_Written problem_
Pick out every line in the records below that contains the word "Target" and copy each of those lines.

## Begin Dataset excerpts

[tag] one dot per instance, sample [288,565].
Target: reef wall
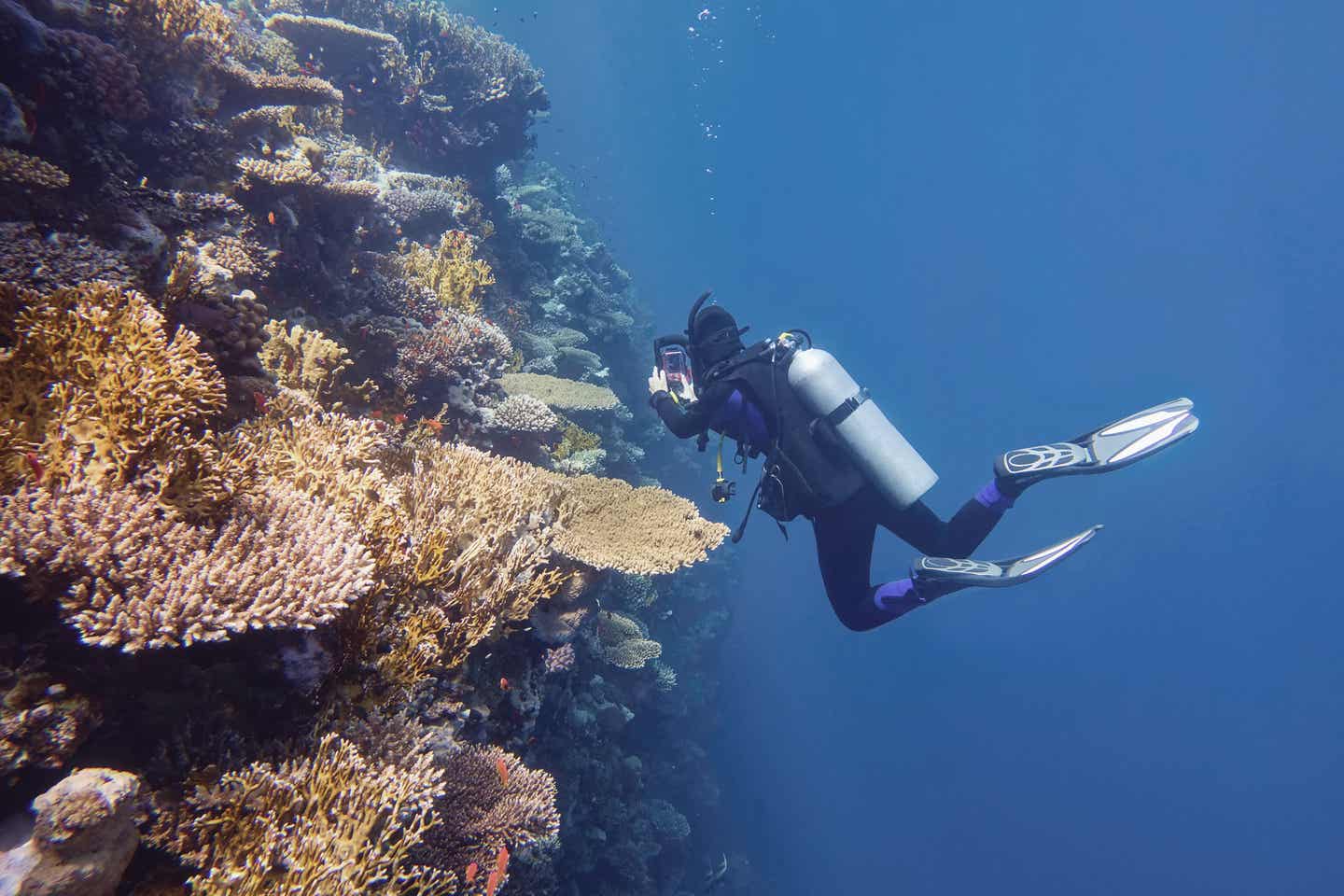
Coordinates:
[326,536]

## End Dataset excerpts
## Begin Dataset excerpts

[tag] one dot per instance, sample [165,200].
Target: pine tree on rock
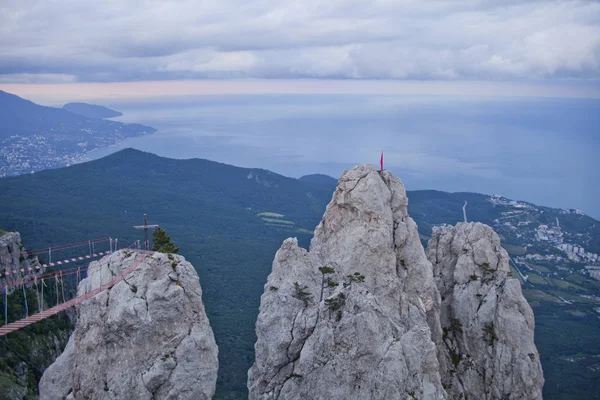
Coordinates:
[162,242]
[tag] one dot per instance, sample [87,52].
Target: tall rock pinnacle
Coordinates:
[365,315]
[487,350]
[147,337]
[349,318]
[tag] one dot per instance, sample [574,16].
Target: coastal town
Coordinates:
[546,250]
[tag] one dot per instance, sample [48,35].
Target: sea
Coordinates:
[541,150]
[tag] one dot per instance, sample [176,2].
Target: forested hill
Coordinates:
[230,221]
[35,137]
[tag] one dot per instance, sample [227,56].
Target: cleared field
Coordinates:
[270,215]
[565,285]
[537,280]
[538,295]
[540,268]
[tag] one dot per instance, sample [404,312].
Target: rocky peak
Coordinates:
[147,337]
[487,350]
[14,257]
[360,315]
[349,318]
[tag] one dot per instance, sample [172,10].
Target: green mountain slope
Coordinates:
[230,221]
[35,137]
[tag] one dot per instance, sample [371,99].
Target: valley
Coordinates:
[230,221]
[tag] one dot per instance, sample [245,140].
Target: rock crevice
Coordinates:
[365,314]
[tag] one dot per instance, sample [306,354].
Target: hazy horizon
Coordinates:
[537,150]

## End Dataset excerpts

_Task answer_
Target: reef wall
Target: pine tree on rock
Target: tall rock pinnacle
Target: coastal town
Target: sea
Target: forested hill
Target: cleared field
Target: rocky peak
Target: green mountain slope
Target: valley
Target: rock crevice
Target: hazy horizon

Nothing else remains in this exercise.